> _Entries supplied_
━━━━━━━━━━━━━━━━━━━━
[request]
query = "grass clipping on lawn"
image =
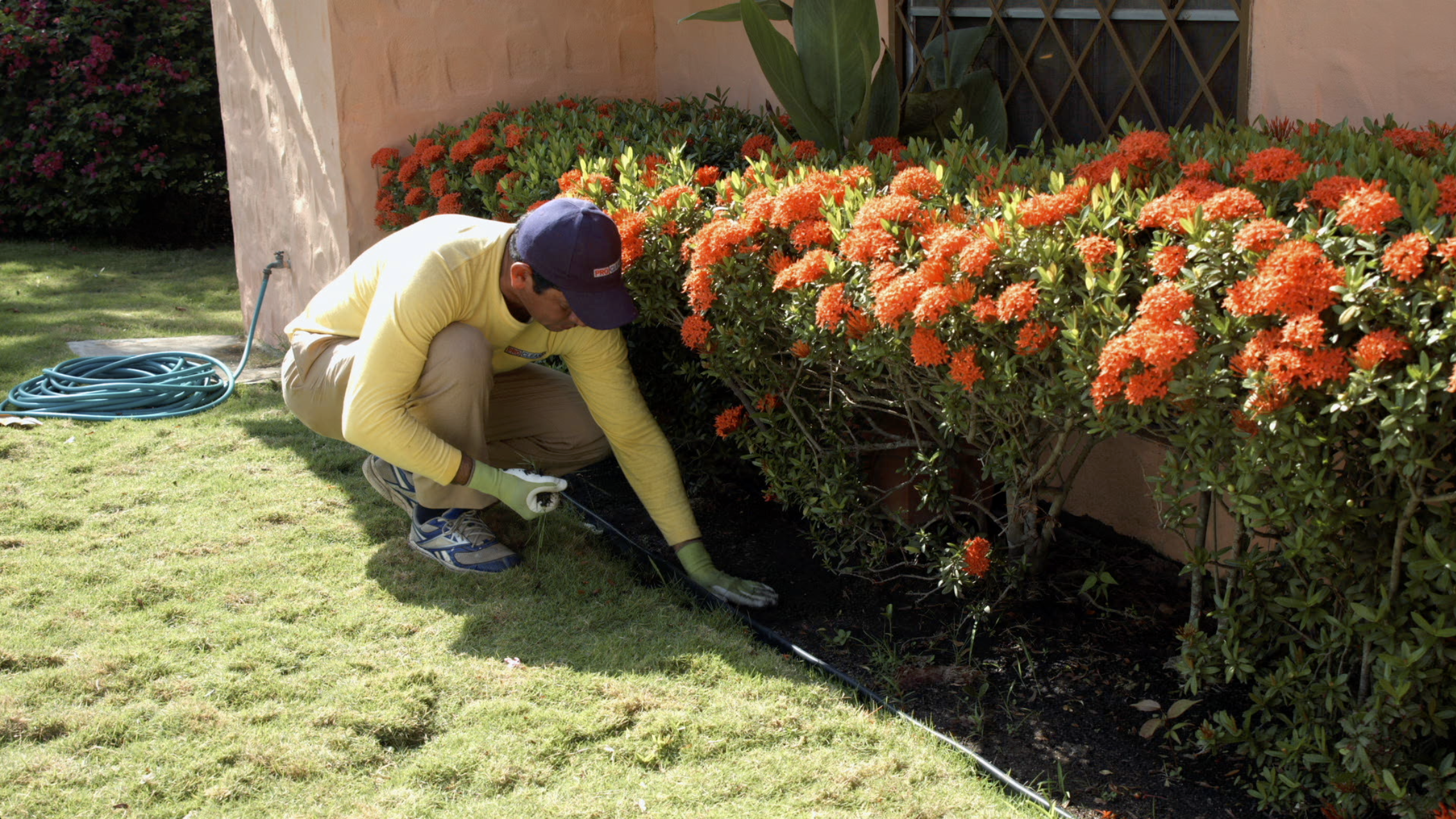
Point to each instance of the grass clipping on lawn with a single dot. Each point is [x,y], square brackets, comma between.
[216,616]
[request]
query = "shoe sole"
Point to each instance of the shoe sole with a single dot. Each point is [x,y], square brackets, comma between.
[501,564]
━━━━━━━━━━━━━━━━━━━━
> _Your goal_
Reproduce the listing above word for word, omitting the pictures.

> _Result_
[request]
query = "grass clipping on lawn"
image =
Point to each instance of the grass clipping on lawn with a single dot. Each point is [x,y], square brackets, comma between.
[216,616]
[request]
query = "shoe sole"
Point to each instance of the shoe sole with a single dot. Each point is [x,y], square brackets, comma between.
[501,564]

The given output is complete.